On mazes generated by the sidewinder algorithm, the start position is usually on the bottom row and the AI can easily navigate to the top row. This effectively bisects the maze, given that the finish position is placed as far as possible from the start, can you use this information to prioritise the search?
Can you navigate the maze without memorising where you have been?

API Interface

The Swagger specification for this API can be downloaded ( here)[https://files.aisandbox.dev/swagger/maze.yaml].

The API is implemented as a single POST action which contains:

The configuration of the board, consisting of:
- Board ID – this is unique to the maze that is being played.
- Valid Moves – the possible directions to move in, normally “North”, “South”, ”East” and “West”.
- Width – the width of the board
- Height – the height of the board
(Optional) The result of the last move
- The previous position
- The action that was taken
- A numerical reward (hitting a wall=-1000, taking a step=-1, finding the exit=+1000) for the last action.
- The resulting position.
The current position

The result is always a move command followed by one of the valid directions.

Notes:

Positions are represented in X, Y coordinates with (0,0) at the top left.
Agents are automatically reset to the start position after finding the exit. Because of this the

JSON Example Request

{
  "config": {
    "boardID": "2e2e83e5-9ca4-48f3-a6b4-ba1e0061fdfa",
    "validMoves": [
      [
        "North",
        "South",
        "East",
        "West"
      ]
    ],
    "width": 10,
    "height": 20
  },
  "history": {
    "lastPosition": {
      "x": 3,
      "y": 4
    },
    "action": "East",
    "reward": -10.5,
    "newPosition": {
      "x": 3,
      "y": 4
    }
  },
  "currentPosition": {
    "x": 3,
    "y": 4
  }
}

JSON Example Response

{
  "move": "North"
}

XML Example Request

<?xml version="1.0" encoding="UTF-8"?>
<MazeRequest>
  <config>
    <boardID>2e2e83e5-9ca4-48f3-a6b4-ba1e0061fdfa</boardID>
    <validMoves>
      <0>North
    </0>
  </validMoves>
  <width>10</width>
  <height>20</height>
</config>
<history>
<lastPosition>
  <x>3</x>
  <y>4</y>
</lastPosition>
<action>East</action>
<reward>-10.5</reward>
<newPosition>
  <x>3</x>
  <y>4</y>
</newPosition>
</history>
<currentPosition>
<x>3</x>
<y>4</y>
</currentPosition>
  </MazeRequest>

XML Example Response

<?xml version="1.0" encoding="UTF-8"?>
<MazeResponse>
  <move>North</move>
</MazeResponse>

Mine Hunter

Mine Hunter pits the AI against a minefield! A known quantity of mines has been distributed across a grid of squares and the AI agent must work out where they are. To help, each uncovered square will show how many mines are in the surrounding squares.

==============================

According to the maze API text, where on the board is position (0,0)? The material that follows has no connection to the maze API text.

==============================

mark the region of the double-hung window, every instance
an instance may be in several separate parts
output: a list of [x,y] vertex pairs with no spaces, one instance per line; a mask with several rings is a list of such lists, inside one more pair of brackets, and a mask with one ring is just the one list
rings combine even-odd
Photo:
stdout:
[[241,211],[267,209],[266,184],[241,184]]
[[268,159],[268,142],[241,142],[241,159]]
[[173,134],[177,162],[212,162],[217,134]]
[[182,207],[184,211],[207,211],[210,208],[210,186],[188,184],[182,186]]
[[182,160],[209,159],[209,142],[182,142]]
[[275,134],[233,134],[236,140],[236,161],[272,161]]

==============================

- EXERCISE SOLUTION:
At the top left.